» Supplied text:

The BJP's victory in the northern state came despite the state and federal government's much-criticised handling of Covid-19, lack of jobs and anger over farm reforms that Modi cancelled last year after protests.

The BJP had banked on policies such as free staples for the poor during Covid, a crackdown on crime, and its popularity among the Hindu majority reinforced by the construction of a temple on the site of a razed mosque.

Michael Kugelman of the Wilson Centre tweeted that Adityanath "may be the biggest winner" from the polls. 

"The BJP's performance in UP will likely strengthen his case within the party brass to be viewed as the eventual successor to Narendra Modi," he added.

The BJP retained control of Uttarakhand, and looked set to form governments in Goa and Manipur.

In elections in four smaller states over the past month, the Aam Aadmi Party (AAP), which governs the national capital territory of Delhi, won a landslide victory in Punjab. The incumbent Congress was crushed.

The AAP, whose name means "common man" in Hindi, emerged in 2012 out of an anti-corruption movement. Party leaders said they were ready to take on Modi nationally.

The Congress's humiliation in Punjab further erodes the claim of the Gandhi dynasty's once-mighty party to be the only national alternative to the BJP.

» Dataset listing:
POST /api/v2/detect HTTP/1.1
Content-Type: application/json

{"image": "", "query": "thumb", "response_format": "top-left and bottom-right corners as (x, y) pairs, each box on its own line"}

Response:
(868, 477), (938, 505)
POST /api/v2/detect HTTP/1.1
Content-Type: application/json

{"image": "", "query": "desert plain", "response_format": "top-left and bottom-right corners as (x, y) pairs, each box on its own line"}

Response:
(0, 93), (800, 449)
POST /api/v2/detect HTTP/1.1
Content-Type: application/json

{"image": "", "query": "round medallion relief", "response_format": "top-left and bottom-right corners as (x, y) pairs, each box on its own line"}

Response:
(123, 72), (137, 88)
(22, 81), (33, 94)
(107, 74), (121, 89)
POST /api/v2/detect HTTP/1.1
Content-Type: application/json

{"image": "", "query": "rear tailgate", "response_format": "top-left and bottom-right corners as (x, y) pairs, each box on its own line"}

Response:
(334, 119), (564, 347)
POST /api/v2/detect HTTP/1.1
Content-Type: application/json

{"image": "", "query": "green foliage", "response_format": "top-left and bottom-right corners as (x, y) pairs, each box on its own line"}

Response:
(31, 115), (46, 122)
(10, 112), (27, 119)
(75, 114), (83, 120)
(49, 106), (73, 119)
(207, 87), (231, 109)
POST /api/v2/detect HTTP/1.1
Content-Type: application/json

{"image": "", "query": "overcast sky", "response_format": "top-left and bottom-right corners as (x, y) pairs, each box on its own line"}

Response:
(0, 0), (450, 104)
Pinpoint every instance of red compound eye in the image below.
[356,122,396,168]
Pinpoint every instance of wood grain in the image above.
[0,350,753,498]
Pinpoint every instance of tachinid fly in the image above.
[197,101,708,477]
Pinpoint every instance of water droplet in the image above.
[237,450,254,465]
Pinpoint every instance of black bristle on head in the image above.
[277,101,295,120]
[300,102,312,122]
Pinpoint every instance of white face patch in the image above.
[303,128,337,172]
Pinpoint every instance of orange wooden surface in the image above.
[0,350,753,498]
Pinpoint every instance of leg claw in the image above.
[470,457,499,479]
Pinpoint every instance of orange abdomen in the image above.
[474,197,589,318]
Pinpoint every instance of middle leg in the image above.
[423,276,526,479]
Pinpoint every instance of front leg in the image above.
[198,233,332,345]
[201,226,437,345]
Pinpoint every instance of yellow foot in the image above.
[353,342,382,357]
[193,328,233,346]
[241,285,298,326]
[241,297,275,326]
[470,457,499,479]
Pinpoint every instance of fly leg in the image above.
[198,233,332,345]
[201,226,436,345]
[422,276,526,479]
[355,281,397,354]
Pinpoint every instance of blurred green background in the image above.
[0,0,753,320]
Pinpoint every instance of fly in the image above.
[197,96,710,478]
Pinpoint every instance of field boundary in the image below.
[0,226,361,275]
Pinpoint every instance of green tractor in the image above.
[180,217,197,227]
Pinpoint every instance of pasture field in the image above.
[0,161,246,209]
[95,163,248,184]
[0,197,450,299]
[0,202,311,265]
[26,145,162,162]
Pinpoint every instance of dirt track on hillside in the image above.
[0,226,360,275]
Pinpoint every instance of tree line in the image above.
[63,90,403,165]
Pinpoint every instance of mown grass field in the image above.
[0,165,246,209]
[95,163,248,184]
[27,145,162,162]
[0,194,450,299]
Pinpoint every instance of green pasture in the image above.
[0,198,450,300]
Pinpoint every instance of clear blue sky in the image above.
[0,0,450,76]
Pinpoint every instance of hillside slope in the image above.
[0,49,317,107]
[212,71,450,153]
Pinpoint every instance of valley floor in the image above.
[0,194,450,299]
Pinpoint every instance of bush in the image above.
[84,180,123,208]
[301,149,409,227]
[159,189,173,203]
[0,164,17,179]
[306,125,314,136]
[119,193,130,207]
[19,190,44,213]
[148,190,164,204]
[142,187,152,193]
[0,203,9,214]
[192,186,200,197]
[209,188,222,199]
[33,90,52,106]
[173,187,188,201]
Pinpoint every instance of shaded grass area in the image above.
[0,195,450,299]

» Problem set:
**A.** Decide whether each statement agrees with the election article, answering yes or no and quoting the words that settle it: (i) The AAP emerged in 2012 out of an anti-corruption movement. (ii) The BJP lost control of Uttarakhand. (iii) The incumbent Congress won in Punjab.
**B.** Retype everything in the election article from "The BJP's victory" down to "Goa and Manipur.".
The listing comes from a separate source.

» Responses to the exercise:
**A.**
(i) Yes: "emerged in 2012 out of an anti-corruption movement"
(ii) No: "The BJP retained control of Uttarakhand"
(iii) No: "The incumbent Congress was crushed."

**B.**
The BJP's victory in the northern state came despite the state and federal government's much-criticised handling of Covid-19, lack of jobs and anger over farm reforms that Modi cancelled last year after protests.

The BJP had banked on policies such as free staples for the poor during Covid, a crackdown on crime, and its popularity among the Hindu majority reinforced by the construction of a temple on the site of a razed mosque.

Michael Kugelman of the Wilson Centre tweeted that Adityanath "may be the biggest winner" from the polls. 

"The BJP's performance in UP will likely strengthen his case within the party brass to be viewed as the eventual successor to Narendra Modi," he added.

The BJP retained control of Uttarakhand, and looked set to form governments in Goa and Manipur.